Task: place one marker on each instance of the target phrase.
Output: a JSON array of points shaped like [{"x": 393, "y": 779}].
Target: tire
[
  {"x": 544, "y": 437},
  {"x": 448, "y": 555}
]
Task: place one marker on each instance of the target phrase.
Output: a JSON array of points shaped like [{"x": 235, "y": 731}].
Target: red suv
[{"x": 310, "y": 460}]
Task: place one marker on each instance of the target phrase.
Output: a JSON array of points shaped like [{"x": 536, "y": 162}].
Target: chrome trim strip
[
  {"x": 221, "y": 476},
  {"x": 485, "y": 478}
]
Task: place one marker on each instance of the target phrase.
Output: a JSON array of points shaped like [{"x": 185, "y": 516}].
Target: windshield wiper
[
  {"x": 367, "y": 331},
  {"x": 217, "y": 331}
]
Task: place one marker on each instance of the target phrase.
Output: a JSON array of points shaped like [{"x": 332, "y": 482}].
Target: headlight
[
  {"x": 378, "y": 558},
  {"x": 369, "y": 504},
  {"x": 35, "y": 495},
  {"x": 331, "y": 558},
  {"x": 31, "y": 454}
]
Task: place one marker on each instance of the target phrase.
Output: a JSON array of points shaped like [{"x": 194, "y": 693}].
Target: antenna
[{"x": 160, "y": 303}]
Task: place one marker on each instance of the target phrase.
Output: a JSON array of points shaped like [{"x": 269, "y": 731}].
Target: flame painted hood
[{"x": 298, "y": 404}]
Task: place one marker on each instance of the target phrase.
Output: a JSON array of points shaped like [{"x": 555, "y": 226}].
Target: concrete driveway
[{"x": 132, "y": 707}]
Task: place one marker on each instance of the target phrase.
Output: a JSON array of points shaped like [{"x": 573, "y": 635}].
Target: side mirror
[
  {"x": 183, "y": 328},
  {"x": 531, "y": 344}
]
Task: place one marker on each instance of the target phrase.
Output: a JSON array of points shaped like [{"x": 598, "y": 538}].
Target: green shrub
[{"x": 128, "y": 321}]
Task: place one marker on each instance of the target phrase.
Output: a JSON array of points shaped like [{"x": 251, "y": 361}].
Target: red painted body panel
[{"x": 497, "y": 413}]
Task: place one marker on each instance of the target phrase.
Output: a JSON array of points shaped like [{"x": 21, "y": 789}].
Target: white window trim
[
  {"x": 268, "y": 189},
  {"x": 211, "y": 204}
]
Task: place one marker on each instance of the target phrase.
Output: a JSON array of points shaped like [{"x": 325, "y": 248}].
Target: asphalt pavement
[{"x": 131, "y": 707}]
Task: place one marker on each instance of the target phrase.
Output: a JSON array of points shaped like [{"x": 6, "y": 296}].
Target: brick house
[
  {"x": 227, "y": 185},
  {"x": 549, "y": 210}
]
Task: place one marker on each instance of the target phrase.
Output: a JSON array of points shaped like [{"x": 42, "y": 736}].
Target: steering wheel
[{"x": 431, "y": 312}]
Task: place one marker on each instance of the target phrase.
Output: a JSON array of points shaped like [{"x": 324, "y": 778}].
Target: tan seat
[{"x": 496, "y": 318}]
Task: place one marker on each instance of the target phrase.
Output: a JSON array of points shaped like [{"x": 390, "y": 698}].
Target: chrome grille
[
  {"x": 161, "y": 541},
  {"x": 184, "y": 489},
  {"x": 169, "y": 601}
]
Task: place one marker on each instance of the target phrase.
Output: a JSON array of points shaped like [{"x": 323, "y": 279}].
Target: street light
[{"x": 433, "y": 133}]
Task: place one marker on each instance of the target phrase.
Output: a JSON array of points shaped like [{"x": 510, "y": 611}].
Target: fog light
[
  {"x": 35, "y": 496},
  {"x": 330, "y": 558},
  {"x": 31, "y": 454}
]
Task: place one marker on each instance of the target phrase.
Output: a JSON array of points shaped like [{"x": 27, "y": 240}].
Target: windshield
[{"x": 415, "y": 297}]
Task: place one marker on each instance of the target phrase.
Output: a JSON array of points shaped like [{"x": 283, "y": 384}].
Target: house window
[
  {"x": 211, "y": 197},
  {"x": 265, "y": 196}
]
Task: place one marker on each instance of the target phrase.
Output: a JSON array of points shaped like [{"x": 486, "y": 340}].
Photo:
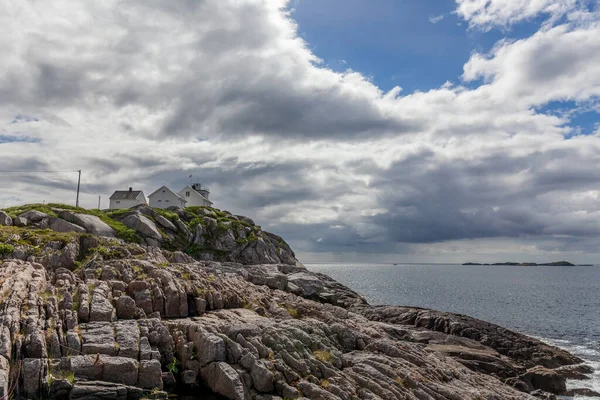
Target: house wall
[
  {"x": 120, "y": 204},
  {"x": 193, "y": 198},
  {"x": 165, "y": 199}
]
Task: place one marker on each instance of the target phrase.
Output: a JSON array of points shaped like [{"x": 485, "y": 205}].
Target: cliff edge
[{"x": 218, "y": 307}]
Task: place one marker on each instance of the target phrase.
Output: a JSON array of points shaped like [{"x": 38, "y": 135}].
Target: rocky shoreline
[{"x": 142, "y": 303}]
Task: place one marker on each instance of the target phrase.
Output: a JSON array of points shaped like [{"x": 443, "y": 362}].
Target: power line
[{"x": 36, "y": 172}]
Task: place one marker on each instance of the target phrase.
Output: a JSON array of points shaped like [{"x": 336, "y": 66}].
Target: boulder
[
  {"x": 189, "y": 377},
  {"x": 32, "y": 375},
  {"x": 20, "y": 221},
  {"x": 150, "y": 375},
  {"x": 5, "y": 219},
  {"x": 91, "y": 223},
  {"x": 165, "y": 223},
  {"x": 60, "y": 225},
  {"x": 34, "y": 215},
  {"x": 224, "y": 380},
  {"x": 126, "y": 307},
  {"x": 101, "y": 308},
  {"x": 4, "y": 376},
  {"x": 309, "y": 284},
  {"x": 546, "y": 379},
  {"x": 142, "y": 225},
  {"x": 262, "y": 378},
  {"x": 103, "y": 368}
]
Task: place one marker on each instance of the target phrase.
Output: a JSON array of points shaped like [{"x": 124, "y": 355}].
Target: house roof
[
  {"x": 125, "y": 195},
  {"x": 191, "y": 189},
  {"x": 169, "y": 190}
]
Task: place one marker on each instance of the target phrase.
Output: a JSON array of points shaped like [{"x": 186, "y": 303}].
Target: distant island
[{"x": 554, "y": 264}]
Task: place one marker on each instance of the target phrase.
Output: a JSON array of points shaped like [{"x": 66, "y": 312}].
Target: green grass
[
  {"x": 122, "y": 232},
  {"x": 6, "y": 249},
  {"x": 16, "y": 211},
  {"x": 33, "y": 237},
  {"x": 170, "y": 215}
]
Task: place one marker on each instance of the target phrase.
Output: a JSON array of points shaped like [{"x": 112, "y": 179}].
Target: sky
[{"x": 360, "y": 131}]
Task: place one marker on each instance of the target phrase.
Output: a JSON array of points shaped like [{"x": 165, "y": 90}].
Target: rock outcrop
[
  {"x": 91, "y": 317},
  {"x": 202, "y": 232}
]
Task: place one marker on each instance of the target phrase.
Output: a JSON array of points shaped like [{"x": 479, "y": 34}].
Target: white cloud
[
  {"x": 227, "y": 90},
  {"x": 436, "y": 19},
  {"x": 489, "y": 13}
]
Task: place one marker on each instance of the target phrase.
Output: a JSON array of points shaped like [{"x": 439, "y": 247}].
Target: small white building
[
  {"x": 126, "y": 199},
  {"x": 196, "y": 195},
  {"x": 164, "y": 197}
]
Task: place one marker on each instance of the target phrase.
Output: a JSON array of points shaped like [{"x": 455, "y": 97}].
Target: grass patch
[
  {"x": 13, "y": 235},
  {"x": 122, "y": 232},
  {"x": 16, "y": 211},
  {"x": 170, "y": 215},
  {"x": 6, "y": 249}
]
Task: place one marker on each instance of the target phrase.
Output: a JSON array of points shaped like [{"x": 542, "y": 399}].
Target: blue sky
[
  {"x": 502, "y": 165},
  {"x": 395, "y": 43}
]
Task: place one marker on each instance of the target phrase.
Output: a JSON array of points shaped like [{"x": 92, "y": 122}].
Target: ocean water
[{"x": 559, "y": 305}]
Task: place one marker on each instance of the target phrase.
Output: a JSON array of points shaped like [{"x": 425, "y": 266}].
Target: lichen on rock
[{"x": 84, "y": 316}]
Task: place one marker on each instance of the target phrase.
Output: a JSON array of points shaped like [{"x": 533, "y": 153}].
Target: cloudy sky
[{"x": 360, "y": 130}]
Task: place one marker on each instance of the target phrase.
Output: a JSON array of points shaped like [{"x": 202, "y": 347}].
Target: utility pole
[{"x": 78, "y": 184}]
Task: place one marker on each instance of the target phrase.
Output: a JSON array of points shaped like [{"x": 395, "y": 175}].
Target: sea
[{"x": 558, "y": 305}]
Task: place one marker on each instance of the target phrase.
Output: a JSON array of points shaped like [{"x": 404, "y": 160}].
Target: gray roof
[{"x": 125, "y": 195}]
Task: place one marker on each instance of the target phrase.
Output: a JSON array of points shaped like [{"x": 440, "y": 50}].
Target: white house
[
  {"x": 165, "y": 198},
  {"x": 126, "y": 199},
  {"x": 196, "y": 195}
]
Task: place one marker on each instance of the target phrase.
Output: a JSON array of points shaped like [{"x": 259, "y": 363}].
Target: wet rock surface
[{"x": 98, "y": 318}]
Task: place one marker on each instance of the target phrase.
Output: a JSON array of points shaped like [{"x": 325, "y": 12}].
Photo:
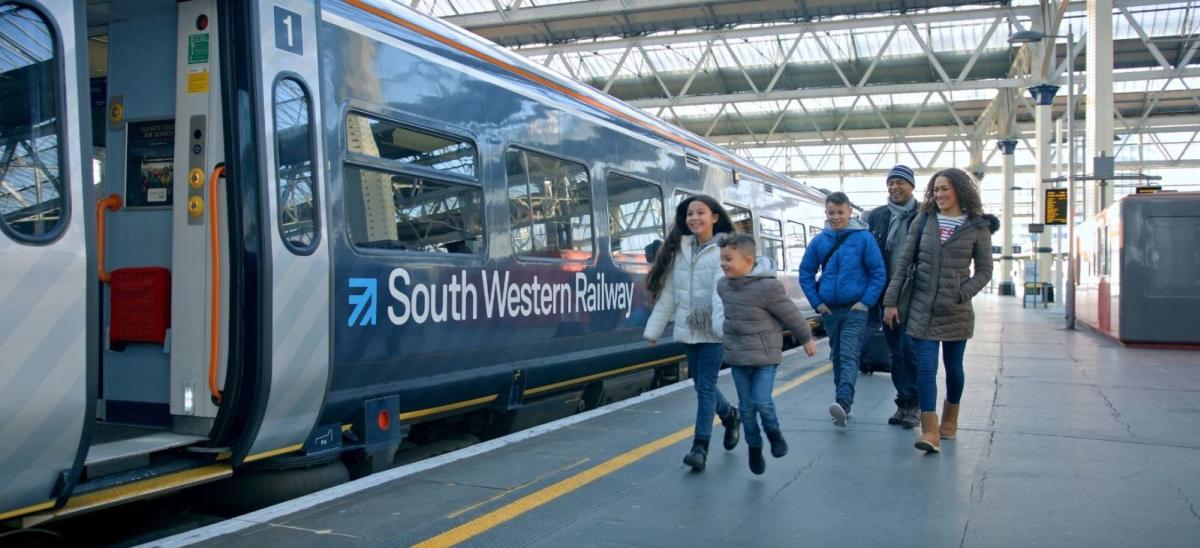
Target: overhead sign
[{"x": 1056, "y": 206}]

EXERCISE: Please collect every line from the entries above that contains the word "window". Case counts.

EXPECTED OUTPUT:
Target: white window trim
Target: house window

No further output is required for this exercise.